Directive >>
Quote the entries word for word, starting at the line that contains "white van — mark it" and stopping after the line that contains "[607,88,629,105]", with both of those lines included.

Dataset records >>
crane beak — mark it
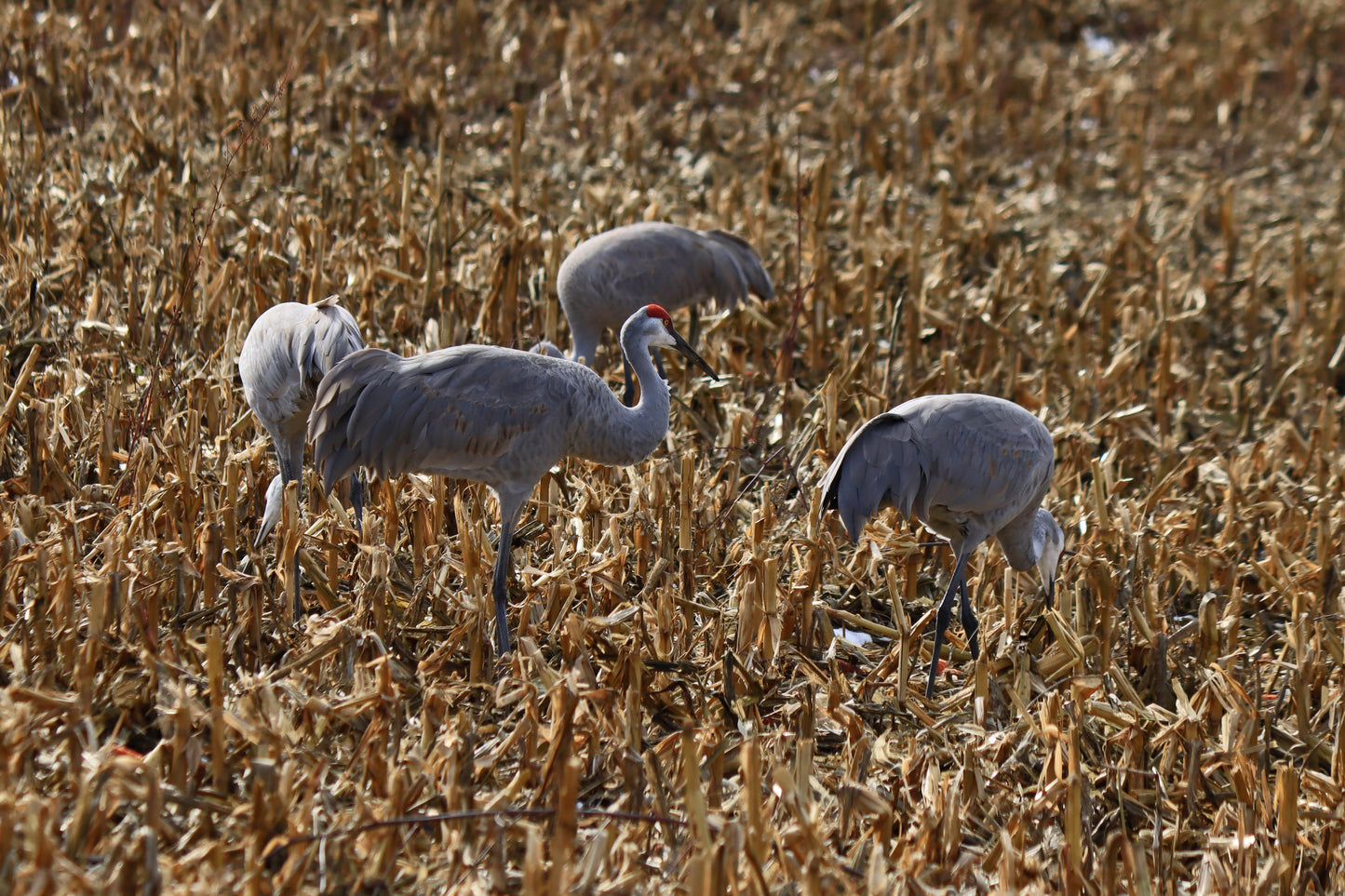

==

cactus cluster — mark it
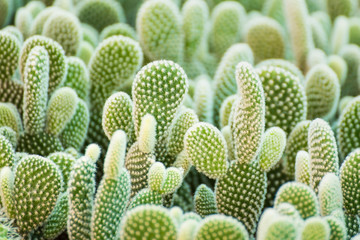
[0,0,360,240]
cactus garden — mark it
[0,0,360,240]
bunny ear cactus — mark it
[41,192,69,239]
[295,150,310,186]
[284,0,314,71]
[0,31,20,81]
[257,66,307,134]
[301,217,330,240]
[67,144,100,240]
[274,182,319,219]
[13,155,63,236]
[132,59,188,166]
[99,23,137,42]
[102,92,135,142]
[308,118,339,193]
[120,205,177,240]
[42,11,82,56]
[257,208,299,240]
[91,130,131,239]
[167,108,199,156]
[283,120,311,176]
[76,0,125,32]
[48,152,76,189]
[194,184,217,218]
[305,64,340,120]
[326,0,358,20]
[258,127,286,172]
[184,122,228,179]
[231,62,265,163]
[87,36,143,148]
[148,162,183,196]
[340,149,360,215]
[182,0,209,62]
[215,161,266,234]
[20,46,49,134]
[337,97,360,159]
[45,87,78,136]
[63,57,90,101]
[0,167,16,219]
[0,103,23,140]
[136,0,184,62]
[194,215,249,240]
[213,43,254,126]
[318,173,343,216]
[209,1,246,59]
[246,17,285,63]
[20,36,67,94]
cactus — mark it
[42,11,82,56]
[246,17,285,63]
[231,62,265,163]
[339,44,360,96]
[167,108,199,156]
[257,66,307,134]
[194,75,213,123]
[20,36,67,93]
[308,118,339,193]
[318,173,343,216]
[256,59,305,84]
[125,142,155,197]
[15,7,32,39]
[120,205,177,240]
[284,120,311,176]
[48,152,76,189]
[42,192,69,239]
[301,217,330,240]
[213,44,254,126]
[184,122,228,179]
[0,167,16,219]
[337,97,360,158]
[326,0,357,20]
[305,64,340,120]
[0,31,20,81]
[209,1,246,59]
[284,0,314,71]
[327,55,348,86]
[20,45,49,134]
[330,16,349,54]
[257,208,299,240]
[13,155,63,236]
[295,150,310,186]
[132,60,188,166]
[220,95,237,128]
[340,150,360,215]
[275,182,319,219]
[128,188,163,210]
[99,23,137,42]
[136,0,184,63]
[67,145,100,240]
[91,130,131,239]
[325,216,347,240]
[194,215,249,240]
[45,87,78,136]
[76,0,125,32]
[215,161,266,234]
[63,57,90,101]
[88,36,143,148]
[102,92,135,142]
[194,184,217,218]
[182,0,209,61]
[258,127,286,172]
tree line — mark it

* * *

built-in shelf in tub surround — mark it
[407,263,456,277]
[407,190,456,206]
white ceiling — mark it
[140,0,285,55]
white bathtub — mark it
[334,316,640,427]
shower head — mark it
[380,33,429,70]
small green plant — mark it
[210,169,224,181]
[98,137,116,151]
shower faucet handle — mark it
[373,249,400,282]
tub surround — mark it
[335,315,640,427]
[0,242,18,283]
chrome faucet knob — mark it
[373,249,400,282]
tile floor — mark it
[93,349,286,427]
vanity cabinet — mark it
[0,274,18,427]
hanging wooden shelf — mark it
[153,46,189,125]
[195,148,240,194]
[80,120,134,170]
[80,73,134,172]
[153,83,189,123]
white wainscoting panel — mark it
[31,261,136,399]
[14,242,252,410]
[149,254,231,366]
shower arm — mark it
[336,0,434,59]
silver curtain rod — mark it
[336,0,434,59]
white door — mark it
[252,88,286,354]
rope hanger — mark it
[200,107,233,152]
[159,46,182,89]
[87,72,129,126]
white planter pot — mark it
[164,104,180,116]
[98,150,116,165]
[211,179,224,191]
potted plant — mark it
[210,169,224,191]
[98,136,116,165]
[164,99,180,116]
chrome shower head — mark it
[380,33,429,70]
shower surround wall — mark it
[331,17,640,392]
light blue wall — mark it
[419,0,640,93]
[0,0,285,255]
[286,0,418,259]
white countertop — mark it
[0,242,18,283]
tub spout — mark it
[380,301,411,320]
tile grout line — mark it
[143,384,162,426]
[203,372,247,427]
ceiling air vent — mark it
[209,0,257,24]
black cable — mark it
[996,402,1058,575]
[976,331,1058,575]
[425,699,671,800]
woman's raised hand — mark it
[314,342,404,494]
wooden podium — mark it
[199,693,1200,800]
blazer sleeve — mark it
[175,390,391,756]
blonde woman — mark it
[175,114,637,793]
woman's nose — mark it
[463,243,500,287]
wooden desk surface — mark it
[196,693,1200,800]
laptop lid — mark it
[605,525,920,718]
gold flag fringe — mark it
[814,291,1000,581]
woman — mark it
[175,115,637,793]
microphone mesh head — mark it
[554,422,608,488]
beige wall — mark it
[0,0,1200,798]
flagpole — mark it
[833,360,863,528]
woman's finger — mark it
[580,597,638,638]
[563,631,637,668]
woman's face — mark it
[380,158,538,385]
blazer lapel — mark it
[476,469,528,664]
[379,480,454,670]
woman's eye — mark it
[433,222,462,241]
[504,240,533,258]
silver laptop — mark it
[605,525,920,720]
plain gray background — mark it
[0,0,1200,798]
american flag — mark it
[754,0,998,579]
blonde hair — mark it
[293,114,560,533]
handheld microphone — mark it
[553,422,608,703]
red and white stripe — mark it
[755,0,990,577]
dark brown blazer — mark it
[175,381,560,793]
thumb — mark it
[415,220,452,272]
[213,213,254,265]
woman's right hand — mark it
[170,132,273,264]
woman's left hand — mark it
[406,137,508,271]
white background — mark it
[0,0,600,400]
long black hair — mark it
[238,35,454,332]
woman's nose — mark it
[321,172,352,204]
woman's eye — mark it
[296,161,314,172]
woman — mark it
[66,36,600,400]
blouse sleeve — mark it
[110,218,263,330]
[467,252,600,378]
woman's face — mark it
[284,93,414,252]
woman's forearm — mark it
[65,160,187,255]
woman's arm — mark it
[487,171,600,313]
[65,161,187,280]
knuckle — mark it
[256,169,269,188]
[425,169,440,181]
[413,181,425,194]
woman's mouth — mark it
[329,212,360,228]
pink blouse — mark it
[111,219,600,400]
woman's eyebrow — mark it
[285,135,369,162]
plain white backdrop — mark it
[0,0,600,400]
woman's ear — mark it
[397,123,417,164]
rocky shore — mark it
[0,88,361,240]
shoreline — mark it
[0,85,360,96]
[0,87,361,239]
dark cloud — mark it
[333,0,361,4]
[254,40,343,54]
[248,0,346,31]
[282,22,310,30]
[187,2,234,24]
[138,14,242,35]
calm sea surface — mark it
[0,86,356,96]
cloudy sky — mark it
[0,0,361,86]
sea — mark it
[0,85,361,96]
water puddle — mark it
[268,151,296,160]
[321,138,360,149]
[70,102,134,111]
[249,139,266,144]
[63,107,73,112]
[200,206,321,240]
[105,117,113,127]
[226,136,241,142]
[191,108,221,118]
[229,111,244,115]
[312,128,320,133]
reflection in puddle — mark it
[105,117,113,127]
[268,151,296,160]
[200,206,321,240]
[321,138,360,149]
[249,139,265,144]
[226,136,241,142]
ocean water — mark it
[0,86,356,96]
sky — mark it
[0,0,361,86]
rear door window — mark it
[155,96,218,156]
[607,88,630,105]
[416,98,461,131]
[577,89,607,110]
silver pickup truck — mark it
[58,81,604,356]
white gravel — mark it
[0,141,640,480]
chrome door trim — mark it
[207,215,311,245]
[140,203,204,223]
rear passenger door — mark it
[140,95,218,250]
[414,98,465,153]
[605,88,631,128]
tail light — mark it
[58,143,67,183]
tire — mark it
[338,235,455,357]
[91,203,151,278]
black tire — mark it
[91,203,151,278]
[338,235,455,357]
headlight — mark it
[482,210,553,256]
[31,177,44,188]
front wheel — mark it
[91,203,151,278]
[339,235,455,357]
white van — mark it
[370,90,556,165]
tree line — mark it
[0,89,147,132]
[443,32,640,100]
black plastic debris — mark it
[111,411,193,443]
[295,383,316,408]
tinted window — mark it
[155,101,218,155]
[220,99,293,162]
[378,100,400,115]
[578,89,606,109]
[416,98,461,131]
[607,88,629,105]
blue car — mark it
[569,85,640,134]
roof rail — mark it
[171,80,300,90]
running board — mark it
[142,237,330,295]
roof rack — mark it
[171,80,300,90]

Task answer >>
white van — mark it
[370,90,556,165]
tree line — mark it
[0,89,147,132]
[443,32,640,100]
black plastic debris — mark it
[111,411,193,443]
[295,383,316,408]
tinted window — mark it
[155,101,218,155]
[220,99,293,162]
[378,100,400,115]
[578,89,606,109]
[416,98,461,131]
[607,88,629,105]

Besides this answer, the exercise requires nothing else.